Visa USA’s Back-to-School Budget Calculator Helps Students Become Sharp Money Managers 

New Tips, Interactive Calculator on ‘Practical Money Skills’ Site

San Francisco - August 11, 2003 - Visa USA today announced the addition of a useful new resource to its award-winning financial education site, www.practicalmoneyskills.com. The Back-to-School Budget Calculator is designed to help families create a financial plan for back-to-school shopping. This free resource uses an interactive worksheet to help anticipate the many school supplies students of all ages will need before they head back to class this fall. 

“The calculator transforms back-to-school shopping into a valuable budgeting lesson that requires careful planning and educated purchase decisions,” said Rosetta Jones, director, Visa USA. “At Visa, we believe that reinforcing the basics of money management, at school and at home, is the best way to teach youth -- and there is no better teacher than experience.

“Whether preparing to send your kindergartner to his or her first day of school, or your teen away to college, the calculator will help parents financially prepare themselves and their children to better manage their back-to-school expenses,” added Jones.

The calculator equips families with a smart budget by ensuring they consider all of their back-to-school expenses, and allows for any needed adjustments. In addition, parents and students will find ten helpful tips for a more educational back-to-school shopping experience: 

TEN ‘BACK-TO-SCHOOL’ BUDGETING TIPS:

  1. Children and parents should set a realistic back-to-school budget together with the help of the Back-to-School Budget Calculator.
  2. Use back-to-school shopping as a budgeting lesson and have kids prepare a budget with you.
  3. Encourage kids to consider ways to manage cash flow, like clipping coupons, looking for sales early, or buying supplies quarterly or by semester.
  4. Encourage children to follow the budget spending limit. Stress that getting one more expensive item might mean sacrificing something else.
  5. Take a printed copy of your estimated budget with you when shopping and have your child enter in all of the actual expenses.
  6. Teach your kids to comparison shop to avoid impulse buying or paying for overpriced items. Deter them from buying something on the first visit to the store, but rather have them shop around and take time to consider the purchase.
  7. Differentiate between "needs" and "wants." Encourage children to contribute their own money to fill the gap between what they "need" and what they "want.”
  8. Develop a savings account or piggy bank, and tell kids that if they are under the budget limit, what they save now can be put into the savings account for a new toy or CD later.
  9. Continue the back-to-school budgeting lesson by starting kids with a monthly budget saved on their computer or in a notebook.
  10. If your kids have a checking account, encourage them to keep up all cash, card, or check deductions in their checkbook register. Also remind them to balance the register when the statement arrives.
Practical Money Skills for Life is an online curriculum (www.practicalmoneyskills.com), sponsored by Visa and is free to consumers. It features lesson plans, interactive calculators, and activities for parents, teachers, students, and consumers of all ages.

+ + + + + + +

Extract the stretch of the back-to-school budget announcement from "3. Encourage kids" through "or by semester.". The records are taken from a different source than the text.

(Image outline annotation entries)
+ + + + + + +

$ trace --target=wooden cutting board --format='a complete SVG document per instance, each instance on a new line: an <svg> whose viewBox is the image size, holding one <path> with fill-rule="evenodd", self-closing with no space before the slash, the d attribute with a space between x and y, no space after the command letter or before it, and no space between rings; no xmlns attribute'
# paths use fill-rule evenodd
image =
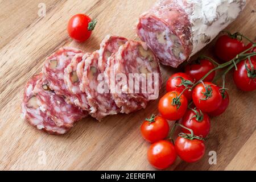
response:
<svg viewBox="0 0 256 182"><path fill-rule="evenodd" d="M109 117L101 123L88 117L63 136L36 130L20 115L24 84L40 72L46 57L63 46L93 51L108 34L137 39L133 30L137 18L155 1L43 1L45 17L38 15L42 1L0 1L0 169L154 170L146 157L150 144L142 138L139 127L145 117L157 113L157 100L146 109ZM247 0L242 14L226 29L255 39L255 10L256 1ZM84 43L72 41L67 32L69 18L77 13L98 20ZM200 53L210 56L213 44ZM162 69L164 81L178 71ZM256 93L238 90L231 75L226 82L230 106L212 119L204 157L193 164L178 159L168 169L256 169ZM165 93L164 82L160 96ZM216 152L216 164L208 163L210 151Z"/></svg>

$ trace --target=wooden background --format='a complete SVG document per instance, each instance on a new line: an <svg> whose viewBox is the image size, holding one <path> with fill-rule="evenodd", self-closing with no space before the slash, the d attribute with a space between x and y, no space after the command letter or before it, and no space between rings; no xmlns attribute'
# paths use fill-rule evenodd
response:
<svg viewBox="0 0 256 182"><path fill-rule="evenodd" d="M20 115L24 84L40 71L47 55L68 45L94 51L108 34L136 39L133 28L137 18L155 1L0 1L1 169L154 169L147 162L149 143L141 136L139 127L145 117L157 113L158 101L144 110L108 117L101 123L88 117L63 136L38 130ZM45 17L38 15L41 2L46 5ZM255 39L256 1L247 2L227 30ZM72 41L67 32L69 18L77 13L98 20L92 36L84 43ZM210 55L212 45L200 53ZM164 81L177 71L162 68ZM256 169L255 92L238 90L230 75L226 82L230 106L225 114L212 119L204 158L193 164L179 159L168 169ZM163 84L160 95L164 93ZM216 165L208 163L210 151L217 152ZM44 164L41 159L44 154Z"/></svg>

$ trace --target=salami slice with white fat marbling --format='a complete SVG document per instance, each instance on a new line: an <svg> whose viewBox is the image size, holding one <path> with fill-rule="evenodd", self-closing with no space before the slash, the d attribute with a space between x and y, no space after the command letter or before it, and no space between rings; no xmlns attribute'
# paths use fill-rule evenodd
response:
<svg viewBox="0 0 256 182"><path fill-rule="evenodd" d="M160 0L140 16L137 32L163 64L177 67L232 22L245 0Z"/></svg>
<svg viewBox="0 0 256 182"><path fill-rule="evenodd" d="M42 106L38 101L38 97L32 92L36 82L41 79L42 73L36 75L27 82L22 103L22 114L32 125L39 130L43 130L51 134L64 134L71 127L57 126L53 120L46 112L41 110Z"/></svg>
<svg viewBox="0 0 256 182"><path fill-rule="evenodd" d="M65 68L72 59L82 51L72 47L60 48L46 59L43 73L49 82L49 87L55 93L63 96L68 103L74 104L78 98L68 90L64 81Z"/></svg>
<svg viewBox="0 0 256 182"><path fill-rule="evenodd" d="M162 84L158 59L144 43L129 40L121 46L109 58L105 73L121 113L145 108L150 100L158 97Z"/></svg>
<svg viewBox="0 0 256 182"><path fill-rule="evenodd" d="M60 127L71 127L76 121L87 115L75 105L66 103L63 97L49 88L49 81L44 77L39 80L33 90L40 109Z"/></svg>
<svg viewBox="0 0 256 182"><path fill-rule="evenodd" d="M86 59L90 55L89 53L76 54L65 69L64 76L64 81L67 89L72 94L73 94L72 97L74 98L73 99L74 104L87 111L89 111L89 106L87 101L86 94L82 92L79 87L82 77L84 64L83 65L82 63L79 67L78 65L82 61L82 57Z"/></svg>
<svg viewBox="0 0 256 182"><path fill-rule="evenodd" d="M98 120L108 115L116 114L119 111L109 93L104 72L108 58L126 41L124 38L107 35L102 42L100 49L92 53L84 61L80 88L87 94L90 106L90 114Z"/></svg>

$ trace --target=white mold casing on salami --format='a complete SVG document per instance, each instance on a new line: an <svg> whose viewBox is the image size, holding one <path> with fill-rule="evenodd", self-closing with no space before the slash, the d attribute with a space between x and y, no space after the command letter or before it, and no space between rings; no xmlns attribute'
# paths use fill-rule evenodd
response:
<svg viewBox="0 0 256 182"><path fill-rule="evenodd" d="M185 9L191 22L193 49L190 56L210 42L220 31L237 18L246 0L187 0Z"/></svg>
<svg viewBox="0 0 256 182"><path fill-rule="evenodd" d="M156 99L158 97L157 95L156 98L153 98L152 93L142 91L144 84L147 86L152 85L152 88L158 92L162 84L158 60L144 43L129 40L121 46L118 51L109 58L105 73L108 78L109 88L115 104L121 108L121 113L128 114L145 108L151 98ZM154 73L157 75L156 81L154 80ZM126 82L119 82L118 80L121 78L117 78L119 75L125 76ZM131 75L137 76L135 79L139 81L130 83L129 80ZM148 80L148 76L152 79ZM121 85L119 85L120 83ZM119 87L121 92L116 90L117 86ZM136 87L139 88L139 92L135 92Z"/></svg>
<svg viewBox="0 0 256 182"><path fill-rule="evenodd" d="M73 123L86 117L88 112L75 105L67 104L63 97L49 88L49 81L43 77L39 80L33 94L37 96L40 109L60 127L72 127Z"/></svg>
<svg viewBox="0 0 256 182"><path fill-rule="evenodd" d="M139 18L138 35L163 64L177 67L232 22L245 0L160 0Z"/></svg>
<svg viewBox="0 0 256 182"><path fill-rule="evenodd" d="M80 89L80 81L82 77L84 68L79 67L79 64L84 59L88 57L89 53L79 53L76 54L72 59L69 64L65 68L64 81L67 88L73 98L74 104L82 109L89 111L89 106L87 101L86 94ZM82 71L81 69L82 69ZM77 71L78 70L78 71Z"/></svg>
<svg viewBox="0 0 256 182"><path fill-rule="evenodd" d="M24 97L22 102L23 116L30 123L39 130L43 130L51 134L64 134L71 127L57 126L52 118L47 115L45 110L42 110L42 106L38 97L33 94L33 90L38 80L42 78L42 73L36 75L27 82L24 90Z"/></svg>
<svg viewBox="0 0 256 182"><path fill-rule="evenodd" d="M116 114L120 110L110 93L104 72L109 57L126 41L124 38L107 35L102 42L100 49L84 60L84 72L80 89L87 95L90 106L89 114L98 120L108 115Z"/></svg>

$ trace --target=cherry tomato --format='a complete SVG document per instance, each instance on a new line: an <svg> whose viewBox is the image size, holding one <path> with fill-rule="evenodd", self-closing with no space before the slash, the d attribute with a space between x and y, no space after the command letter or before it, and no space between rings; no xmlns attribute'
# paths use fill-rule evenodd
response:
<svg viewBox="0 0 256 182"><path fill-rule="evenodd" d="M173 144L160 140L152 144L147 151L149 163L157 169L163 169L172 165L177 158Z"/></svg>
<svg viewBox="0 0 256 182"><path fill-rule="evenodd" d="M196 106L207 113L216 110L222 100L218 87L209 82L196 85L192 92L192 98Z"/></svg>
<svg viewBox="0 0 256 182"><path fill-rule="evenodd" d="M199 64L188 64L185 67L185 73L193 79L195 81L200 80L210 70L215 68L213 64L206 59L199 60ZM212 81L215 76L215 71L212 72L204 80Z"/></svg>
<svg viewBox="0 0 256 182"><path fill-rule="evenodd" d="M228 35L221 36L214 47L216 56L224 61L232 60L243 50L245 44L242 41L232 38Z"/></svg>
<svg viewBox="0 0 256 182"><path fill-rule="evenodd" d="M96 20L92 20L90 17L85 14L76 14L68 22L68 34L77 42L85 41L90 38L96 23Z"/></svg>
<svg viewBox="0 0 256 182"><path fill-rule="evenodd" d="M191 140L178 136L175 141L175 150L182 160L188 163L193 163L204 156L205 146L202 140Z"/></svg>
<svg viewBox="0 0 256 182"><path fill-rule="evenodd" d="M163 96L158 103L158 110L164 118L177 120L182 118L187 110L188 101L180 93L176 91L169 92Z"/></svg>
<svg viewBox="0 0 256 182"><path fill-rule="evenodd" d="M243 91L253 91L256 89L256 59L251 57L251 62L253 69L251 69L247 59L237 64L237 71L235 70L233 75L237 87Z"/></svg>
<svg viewBox="0 0 256 182"><path fill-rule="evenodd" d="M219 90L221 89L220 87L218 87ZM226 109L228 108L229 104L229 97L228 92L226 90L222 92L221 90L221 97L222 97L222 100L221 101L221 104L220 106L214 111L208 113L208 114L210 116L217 116L222 114Z"/></svg>
<svg viewBox="0 0 256 182"><path fill-rule="evenodd" d="M182 118L181 125L192 129L194 135L205 138L210 131L210 122L208 115L201 112L199 109L192 110L188 109ZM182 128L183 133L189 133L189 131Z"/></svg>
<svg viewBox="0 0 256 182"><path fill-rule="evenodd" d="M169 124L164 118L152 115L150 119L146 119L142 123L141 133L147 141L155 142L168 136Z"/></svg>
<svg viewBox="0 0 256 182"><path fill-rule="evenodd" d="M186 86L191 87L193 84L193 79L184 73L176 73L172 75L166 82L166 90L167 92L177 91L181 92ZM192 99L192 92L187 89L184 94L188 101Z"/></svg>

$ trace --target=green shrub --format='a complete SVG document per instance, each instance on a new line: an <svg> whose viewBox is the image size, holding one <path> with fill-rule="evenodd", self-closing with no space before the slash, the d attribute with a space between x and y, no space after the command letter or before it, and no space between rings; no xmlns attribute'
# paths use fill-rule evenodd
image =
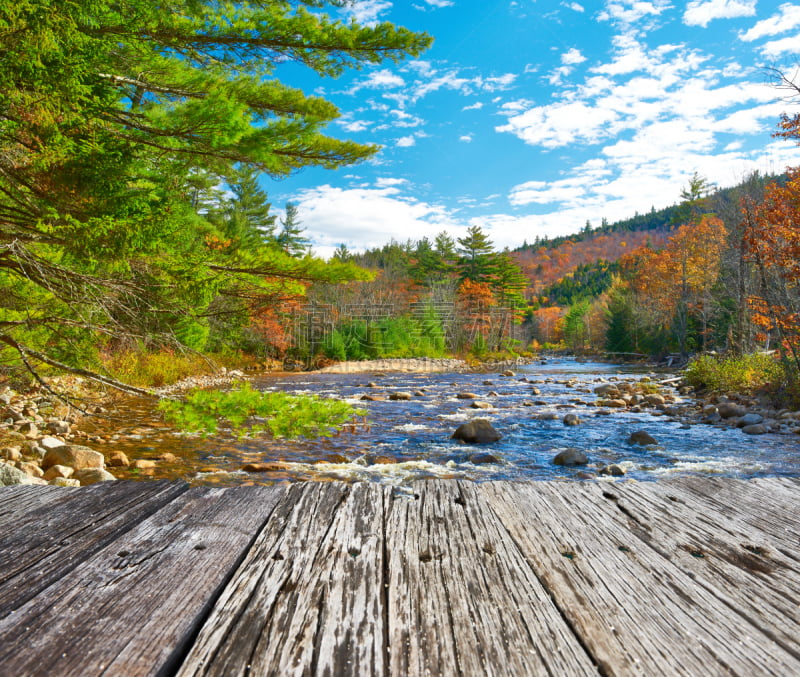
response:
<svg viewBox="0 0 800 677"><path fill-rule="evenodd" d="M365 415L341 400L284 392L261 392L249 383L233 390L193 390L185 399L162 400L164 418L186 432L216 433L223 425L235 433L273 437L327 437L357 416Z"/></svg>
<svg viewBox="0 0 800 677"><path fill-rule="evenodd" d="M686 380L698 389L748 392L785 380L783 367L763 353L717 357L701 355L686 368Z"/></svg>

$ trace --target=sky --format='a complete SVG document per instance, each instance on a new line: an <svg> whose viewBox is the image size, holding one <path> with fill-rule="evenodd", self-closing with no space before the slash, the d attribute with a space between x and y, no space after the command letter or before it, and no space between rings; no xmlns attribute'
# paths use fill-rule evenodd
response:
<svg viewBox="0 0 800 677"><path fill-rule="evenodd" d="M336 11L334 9L334 11ZM764 0L358 0L343 16L434 37L417 59L286 84L341 110L327 133L381 152L264 187L299 205L329 256L480 226L498 249L800 165L775 139L800 98L800 3Z"/></svg>

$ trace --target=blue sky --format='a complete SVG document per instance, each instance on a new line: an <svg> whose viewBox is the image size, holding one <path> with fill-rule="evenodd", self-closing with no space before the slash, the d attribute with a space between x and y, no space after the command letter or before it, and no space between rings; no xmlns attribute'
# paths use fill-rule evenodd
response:
<svg viewBox="0 0 800 677"><path fill-rule="evenodd" d="M763 0L359 0L344 14L427 31L419 59L317 79L328 132L378 143L371 161L306 169L265 188L297 202L314 251L460 237L498 246L578 231L679 199L694 172L718 186L800 165L773 139L800 102L800 3Z"/></svg>

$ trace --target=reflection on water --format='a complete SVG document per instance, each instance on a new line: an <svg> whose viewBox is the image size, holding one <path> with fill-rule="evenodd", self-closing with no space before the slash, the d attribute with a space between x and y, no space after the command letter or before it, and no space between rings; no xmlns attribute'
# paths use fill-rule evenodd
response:
<svg viewBox="0 0 800 677"><path fill-rule="evenodd" d="M174 461L159 461L153 471L120 471L116 473L120 477L148 472L148 477L223 485L286 480L403 484L432 477L578 479L612 463L637 480L699 473L740 478L800 475L800 438L794 436L748 436L736 429L689 427L653 413L599 413L592 388L609 380L635 381L643 376L662 378L633 368L575 360L528 365L517 369L514 377L453 373L269 376L254 385L358 403L369 412L369 427L320 440L236 440L224 435L202 439L170 430L149 405L131 400L120 409L126 424L117 421L119 427L102 451L119 449L131 460L157 459L167 452L176 456ZM377 387L369 387L370 382ZM398 390L415 396L410 401L389 400L388 395ZM465 391L493 408L471 408L471 400L456 397ZM365 394L386 399L361 401ZM551 420L541 416L548 413L554 415ZM578 414L582 423L565 426L566 413ZM489 419L503 439L482 447L452 441L453 430L473 418ZM629 444L628 436L635 430L648 431L658 444L647 448ZM108 431L105 423L104 431ZM553 465L553 457L569 447L586 452L589 465ZM484 451L497 462L476 465L470 460ZM248 463L269 463L269 471L243 472Z"/></svg>

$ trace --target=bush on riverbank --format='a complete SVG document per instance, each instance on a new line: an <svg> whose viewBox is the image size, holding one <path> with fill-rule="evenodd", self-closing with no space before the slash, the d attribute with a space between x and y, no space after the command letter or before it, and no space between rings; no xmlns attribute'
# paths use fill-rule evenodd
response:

+ + + + + + +

**Task solution**
3. Encourage kids to consider ways to manage cash flow, like clipping coupons, looking for sales early, or buying supplies quarterly or by semester.